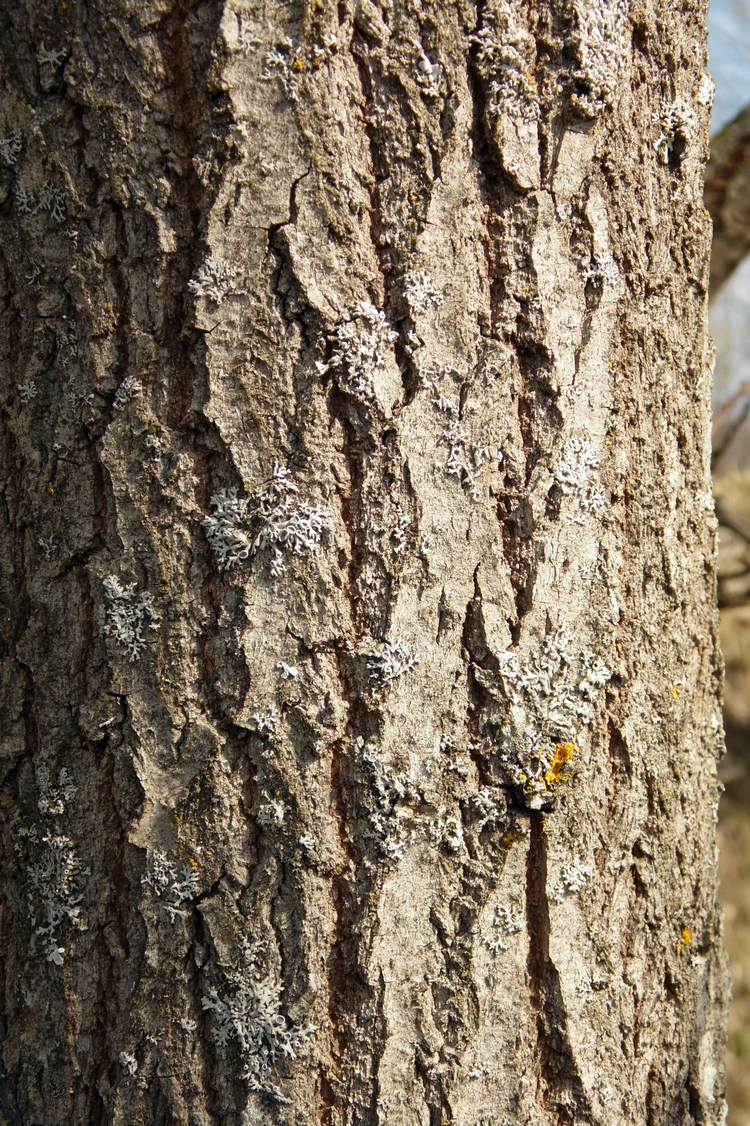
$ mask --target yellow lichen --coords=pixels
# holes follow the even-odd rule
[[[301,74],[304,69],[305,69],[305,60],[304,59],[295,59],[294,62],[292,63],[292,70],[296,70],[297,74]]]
[[[569,740],[566,743],[558,743],[555,746],[555,753],[552,756],[549,770],[544,775],[544,784],[548,787],[559,785],[565,778],[568,763],[580,753],[581,748],[577,747],[575,743],[571,743]]]
[[[685,949],[685,947],[689,946],[692,941],[693,932],[691,931],[690,927],[683,927],[680,934],[680,941],[676,946],[677,953],[682,954],[682,951]]]

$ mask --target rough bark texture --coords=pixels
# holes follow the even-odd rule
[[[706,207],[714,225],[711,296],[750,253],[750,106],[711,142]]]
[[[703,8],[3,6],[0,1121],[723,1120]]]

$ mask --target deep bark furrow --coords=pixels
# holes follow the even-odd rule
[[[590,1123],[591,1107],[570,1050],[565,1002],[550,957],[548,857],[544,817],[530,815],[526,909],[529,943],[529,989],[536,1012],[539,1097],[565,1126]]]

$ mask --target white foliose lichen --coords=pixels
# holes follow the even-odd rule
[[[57,538],[54,535],[50,536],[37,536],[37,541],[41,549],[42,555],[49,562],[52,554],[57,547]]]
[[[36,192],[19,185],[15,192],[16,210],[21,215],[33,215],[37,209]]]
[[[18,397],[22,403],[30,403],[38,394],[39,388],[33,379],[25,379],[23,383],[18,384]]]
[[[411,517],[408,512],[404,512],[401,505],[396,510],[396,517],[396,526],[391,532],[393,554],[403,555],[406,551],[406,532],[411,527]]]
[[[267,790],[261,791],[261,799],[255,814],[258,824],[264,829],[280,828],[286,820],[289,809],[283,801],[273,797]]]
[[[237,50],[242,51],[243,54],[246,54],[246,55],[255,54],[255,52],[261,46],[261,41],[258,38],[258,36],[255,34],[256,29],[254,28],[252,23],[245,23],[245,21],[243,19],[241,19],[241,17],[239,15],[236,15],[236,19],[237,19],[237,39],[236,39]]]
[[[60,768],[57,782],[50,778],[49,770],[45,765],[36,767],[36,783],[39,787],[39,812],[44,817],[60,817],[65,813],[68,802],[72,801],[78,792],[67,766]]]
[[[606,285],[616,286],[620,282],[620,270],[612,254],[609,252],[598,254],[591,259],[586,271],[586,278],[602,281]]]
[[[559,871],[557,886],[551,895],[553,903],[562,903],[569,895],[583,891],[591,878],[591,869],[579,859],[563,864]]]
[[[299,1028],[281,1008],[282,985],[261,976],[252,956],[239,969],[225,969],[221,993],[209,989],[201,998],[213,1014],[213,1039],[221,1047],[234,1044],[240,1055],[241,1077],[251,1091],[277,1103],[288,1103],[275,1081],[278,1065],[296,1059],[315,1032]]]
[[[64,223],[67,218],[68,202],[65,192],[51,180],[39,192],[18,185],[15,199],[16,209],[21,215],[37,215],[40,211],[46,211],[56,223]]]
[[[128,660],[137,661],[146,648],[144,630],[159,625],[153,599],[138,594],[135,583],[123,585],[116,575],[108,575],[102,585],[107,599],[102,632],[124,647]]]
[[[716,83],[710,74],[704,74],[698,87],[698,104],[703,106],[704,109],[710,110],[714,104],[714,95],[716,94]]]
[[[548,635],[525,660],[499,657],[509,714],[499,737],[499,757],[510,782],[532,809],[549,805],[569,777],[594,717],[601,690],[612,677],[596,654],[574,648],[572,638]]]
[[[48,962],[61,966],[65,947],[61,945],[65,924],[81,928],[80,903],[91,874],[78,856],[75,845],[64,833],[26,834],[35,848],[36,858],[26,867],[32,893],[30,906],[39,939]]]
[[[259,735],[275,735],[279,724],[279,709],[271,704],[262,712],[251,716],[253,727]]]
[[[68,201],[63,189],[48,180],[39,193],[37,210],[46,211],[56,223],[64,223],[68,214]]]
[[[40,67],[58,67],[65,62],[67,57],[67,47],[47,48],[44,46],[44,43],[39,44],[39,50],[36,53],[36,61]]]
[[[237,271],[223,258],[207,258],[188,282],[188,289],[195,297],[207,297],[217,305],[236,288]]]
[[[135,375],[126,375],[115,392],[114,409],[116,411],[124,410],[127,404],[135,399],[142,390],[143,386]]]
[[[361,761],[367,769],[370,804],[366,836],[384,860],[398,861],[416,839],[410,817],[408,779],[394,773],[375,743],[362,747]]]
[[[569,0],[568,45],[576,59],[571,104],[582,117],[598,117],[614,103],[624,59],[624,0]]]
[[[681,163],[684,152],[698,135],[698,115],[693,107],[685,98],[676,98],[662,109],[656,119],[656,126],[659,136],[654,142],[654,148],[659,159],[664,164],[671,164],[673,161]]]
[[[250,499],[236,489],[221,489],[211,497],[213,512],[202,521],[206,537],[224,571],[250,558],[253,537],[249,531]]]
[[[555,481],[586,513],[600,512],[609,501],[601,483],[601,457],[588,438],[569,438],[554,468]]]
[[[425,390],[432,396],[430,402],[435,410],[446,415],[448,420],[440,434],[440,441],[448,450],[444,463],[445,472],[461,483],[472,500],[478,500],[479,483],[484,467],[493,460],[499,464],[503,454],[501,450],[497,450],[493,455],[489,446],[472,440],[463,425],[458,396],[446,391],[448,380],[460,384],[461,377],[455,368],[447,367],[442,370],[432,368],[422,374]],[[474,407],[476,403],[469,401],[464,404],[464,412],[468,413]]]
[[[211,497],[214,511],[203,520],[203,527],[219,568],[228,570],[269,548],[269,570],[276,577],[286,570],[285,552],[305,555],[317,551],[330,513],[297,500],[298,493],[289,471],[278,463],[271,481],[255,498],[238,497],[236,489],[215,493]]]
[[[278,79],[290,102],[294,102],[298,96],[299,75],[304,69],[303,60],[295,57],[292,40],[284,36],[277,41],[275,47],[266,52],[260,76],[266,82]]]
[[[12,133],[8,133],[5,137],[0,137],[0,160],[4,164],[14,167],[18,163],[18,158],[23,149],[23,134],[15,129]]]
[[[321,375],[332,371],[342,390],[356,398],[375,398],[375,377],[384,372],[397,333],[385,313],[369,301],[358,301],[351,317],[333,333],[331,357],[317,365]]]
[[[507,903],[498,904],[492,920],[492,931],[486,937],[485,943],[493,954],[504,954],[508,949],[507,940],[514,934],[520,934],[523,929],[520,911]]]
[[[419,657],[411,652],[405,641],[386,641],[380,648],[367,654],[370,680],[387,684],[411,672],[419,664]]]
[[[472,500],[478,500],[482,468],[492,460],[492,451],[488,446],[477,446],[472,442],[457,418],[446,426],[441,441],[448,447],[445,472],[461,482]]]
[[[186,916],[183,905],[198,895],[198,865],[175,863],[165,852],[156,849],[149,857],[142,883],[153,890],[162,910],[173,923],[176,918]]]
[[[120,1066],[127,1071],[128,1075],[135,1075],[138,1071],[138,1060],[132,1052],[120,1052]]]
[[[412,313],[422,316],[443,302],[443,295],[435,287],[426,270],[412,270],[404,276],[404,296]]]
[[[536,43],[510,6],[496,13],[492,25],[482,25],[470,41],[476,48],[477,69],[487,84],[490,123],[536,121],[539,99],[532,73]]]

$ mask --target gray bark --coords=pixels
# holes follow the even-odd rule
[[[0,1121],[723,1121],[704,15],[4,6]]]

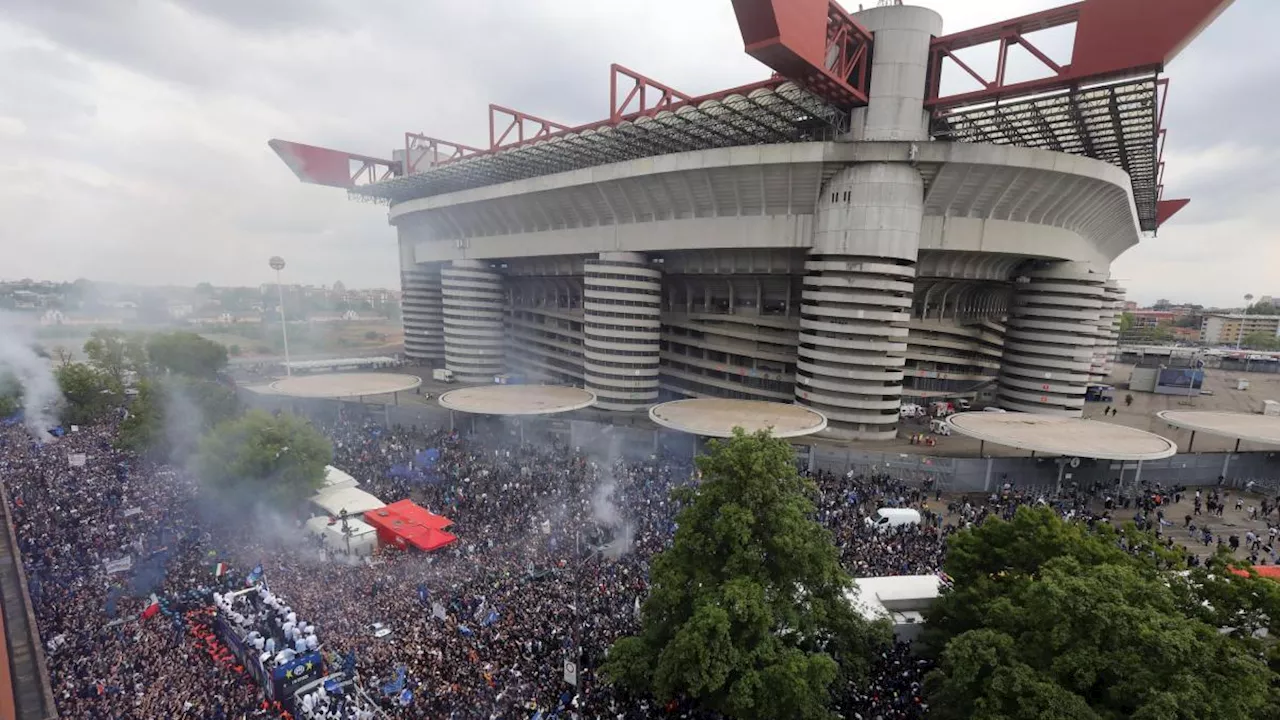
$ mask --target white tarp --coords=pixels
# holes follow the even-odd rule
[[[360,481],[349,473],[345,473],[332,465],[324,466],[324,486],[326,488],[356,487],[359,484]]]
[[[104,563],[103,567],[106,569],[108,575],[112,575],[118,572],[125,572],[127,570],[132,570],[133,556],[125,555],[124,557],[119,558],[117,560],[108,560],[106,563]]]
[[[124,511],[125,517],[133,517],[134,515],[141,515],[141,514],[142,514],[141,507],[131,507],[128,510]]]
[[[341,515],[343,510],[346,510],[347,516],[351,517],[387,505],[376,496],[353,487],[325,488],[313,495],[311,502],[334,517]]]
[[[71,467],[84,467],[88,460],[88,456],[84,453],[71,453],[67,456],[67,464]]]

What you need to do: Taking the entries above, restate exactly those lines that fall between the line with "bark texture --coords=pixels" and the line with "foliose lichen --coords=pixels", keeping both of those lines too.

Your solution:
$ mask --target rough bark texture --coords=pixels
# holes follow the even-odd rule
[[[706,207],[714,225],[711,296],[750,253],[750,106],[711,142]]]
[[[703,8],[3,6],[0,1121],[723,1120]]]

$ mask --target deep bark furrow --coords=pixels
# holes follow the even-odd rule
[[[590,1123],[591,1107],[570,1050],[565,1002],[550,957],[548,857],[544,817],[530,815],[526,909],[529,943],[529,989],[536,1012],[539,1097],[565,1126]]]

$ mask --target white foliose lichen --coords=pixels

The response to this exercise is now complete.